CHALLENGE |
Update the data below by replacing "integer pixel coordinates" with "whole-number pixel coordinates" wherever it occurs, leaving every other line and character unchanged.

EXTRACTED INFORMATION |
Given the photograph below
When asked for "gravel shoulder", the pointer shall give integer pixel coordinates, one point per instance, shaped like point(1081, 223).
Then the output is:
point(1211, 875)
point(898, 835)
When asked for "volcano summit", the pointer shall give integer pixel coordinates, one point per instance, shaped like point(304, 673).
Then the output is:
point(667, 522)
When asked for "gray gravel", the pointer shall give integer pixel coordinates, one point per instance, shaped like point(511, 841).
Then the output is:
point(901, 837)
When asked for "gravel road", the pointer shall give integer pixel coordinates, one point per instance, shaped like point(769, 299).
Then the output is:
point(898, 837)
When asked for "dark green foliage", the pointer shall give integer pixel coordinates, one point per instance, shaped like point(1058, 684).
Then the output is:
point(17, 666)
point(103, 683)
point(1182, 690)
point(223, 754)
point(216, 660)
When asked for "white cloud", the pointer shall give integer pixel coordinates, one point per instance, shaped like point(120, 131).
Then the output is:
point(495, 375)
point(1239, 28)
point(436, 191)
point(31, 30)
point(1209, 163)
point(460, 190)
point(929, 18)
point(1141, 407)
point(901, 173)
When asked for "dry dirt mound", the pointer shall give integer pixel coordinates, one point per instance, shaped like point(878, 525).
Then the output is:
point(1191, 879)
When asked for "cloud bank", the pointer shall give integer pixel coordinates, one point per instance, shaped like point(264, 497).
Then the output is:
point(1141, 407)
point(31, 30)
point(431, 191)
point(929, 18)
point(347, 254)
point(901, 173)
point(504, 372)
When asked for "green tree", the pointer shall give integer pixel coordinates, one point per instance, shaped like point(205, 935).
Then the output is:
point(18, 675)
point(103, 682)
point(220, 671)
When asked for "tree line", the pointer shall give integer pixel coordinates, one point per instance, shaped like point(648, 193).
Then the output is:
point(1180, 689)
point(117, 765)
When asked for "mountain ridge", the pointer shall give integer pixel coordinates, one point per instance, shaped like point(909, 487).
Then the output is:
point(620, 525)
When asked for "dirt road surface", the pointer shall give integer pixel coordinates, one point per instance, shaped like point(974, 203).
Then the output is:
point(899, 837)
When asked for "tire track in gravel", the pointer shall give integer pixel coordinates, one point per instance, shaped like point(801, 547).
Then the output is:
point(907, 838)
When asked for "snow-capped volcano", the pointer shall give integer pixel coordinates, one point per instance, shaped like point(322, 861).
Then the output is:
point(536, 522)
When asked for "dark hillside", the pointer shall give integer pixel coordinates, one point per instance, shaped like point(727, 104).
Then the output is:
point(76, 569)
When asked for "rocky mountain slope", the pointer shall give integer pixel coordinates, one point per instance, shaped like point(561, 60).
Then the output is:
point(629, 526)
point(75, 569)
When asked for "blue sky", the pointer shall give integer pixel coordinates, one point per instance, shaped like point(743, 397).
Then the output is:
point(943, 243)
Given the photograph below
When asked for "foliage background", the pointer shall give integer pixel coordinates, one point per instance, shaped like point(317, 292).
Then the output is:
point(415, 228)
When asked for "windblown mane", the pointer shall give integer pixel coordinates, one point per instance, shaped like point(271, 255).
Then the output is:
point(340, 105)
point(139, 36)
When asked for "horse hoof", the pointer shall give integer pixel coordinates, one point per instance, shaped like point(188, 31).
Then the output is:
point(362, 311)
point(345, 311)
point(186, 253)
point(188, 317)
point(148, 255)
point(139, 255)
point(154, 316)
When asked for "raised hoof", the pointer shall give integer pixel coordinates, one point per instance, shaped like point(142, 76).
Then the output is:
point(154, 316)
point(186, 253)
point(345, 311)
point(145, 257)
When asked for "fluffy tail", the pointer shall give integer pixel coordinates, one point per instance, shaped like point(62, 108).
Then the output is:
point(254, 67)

ANSWER TO THIS EXERCISE |
Given the photograph below
When asked for "gravel shoulder", the pointer shall give whole-number pixel coordinates, one point per instance, shaped like point(1081, 223).
Then the output is:
point(1211, 875)
point(898, 835)
When asked for "volcano summit", the pointer shall give whole-number pixel coordinates, one point per instance, shaped like point(304, 673).
Then the output is:
point(667, 522)
When asked for "gray gravel", the pointer shall give whole-number pixel coordinates, one point per instance, shaped like point(511, 841).
Then the output is:
point(901, 837)
When asked for "gravel road", the pointer shall give whole-number pixel coordinates, one point per instance, shaped like point(769, 299).
Then the output is:
point(898, 837)
When asked for "dark green foliage", the pointer shall give whole-number pixel coordinates, one point per instance, shaped like point(1058, 684).
Then the output is:
point(17, 666)
point(103, 683)
point(1182, 690)
point(223, 754)
point(216, 660)
When asked for "white cloud", the pointer shall give whole-number pixel coordinates, one point per instance, shaped like point(120, 131).
Then the output is:
point(495, 375)
point(1239, 28)
point(436, 191)
point(31, 30)
point(1209, 163)
point(460, 190)
point(929, 18)
point(1141, 407)
point(901, 173)
When asked for "dry dirt mound", the pointer shall give whole-number pixel coordinates, one point per instance, shaped like point(878, 525).
Then the output is:
point(1191, 879)
When asked for "cloud bank", the pointer shall give whole-number pixel coordinates, one point per instance, shaped like point(264, 497).
Then the output is:
point(1141, 407)
point(31, 30)
point(431, 191)
point(929, 18)
point(347, 254)
point(901, 173)
point(504, 372)
When asked for "green tree", the pointer shall give whole-number pixel coordinates, one point per instance, shaped like point(205, 935).
Then the output is:
point(18, 675)
point(103, 682)
point(220, 671)
When asked for "tree line", the pointer shall give whole-number pixel coordinates, one point per instance, shaped like point(648, 193).
Then the output is:
point(1180, 689)
point(117, 765)
When asked for "mountain ridge", the pointer shall give whole-number pixel coordinates, one point per instance, shaped like point(909, 487).
Then the output is:
point(620, 525)
When asked for "dirt road surface", the pointer shall give whole-number pixel coordinates, one point per instance, shaped like point(974, 203).
Then the output is:
point(899, 837)
When asked for "tire track in gravel", the pointer shall give whole-number pixel coordinates, one point per instance, shaped like point(801, 547).
Then the output is:
point(907, 838)
When asked for "snow-capped volcano", the pointer shall give whole-number pixel coordinates, one point per instance, shaped like point(322, 861).
Then the output is:
point(536, 522)
When asked for "dark hillside", the pointer shall give whole-number pixel coordinates, one point per instance, shaped like point(727, 104).
Then the output is:
point(76, 569)
When asked for "rocky mountain slope", the pointer shall give whole-number pixel coordinates, one point per instance, shaped like point(561, 60).
Then the output is:
point(629, 526)
point(75, 569)
When asked for "blue sky", the pointer shall give whole-number pixel coordinates, one point per instance, shaped like point(743, 397).
Then the output is:
point(943, 243)
Given the photograph below
When asked for "foliage background", the pointer shall give whole-number pixel coordinates, one point per instance, shaped like point(317, 292).
Then the output is:
point(415, 228)
When asked for "windblown mane", the pointer shall give whole-number pixel coordinates, one point per instance, shaped like point(271, 255).
Then the output is:
point(340, 105)
point(139, 36)
When asked for "horse hoof", the pointer shall give whole-number pixel coordinates, one point per instance, shaped like point(188, 31).
Then the output is:
point(362, 311)
point(345, 311)
point(186, 253)
point(188, 317)
point(148, 255)
point(139, 255)
point(154, 316)
When asked for "raised hoof", the pointer shall give whole-number pixel coordinates, one point per instance, shaped like point(142, 76).
Then the output is:
point(154, 316)
point(186, 253)
point(345, 311)
point(145, 257)
When asked for "fluffy tail", the pointer shall give whole-number pixel coordinates, one point per instance, shaped like point(62, 108).
Then the output is:
point(254, 67)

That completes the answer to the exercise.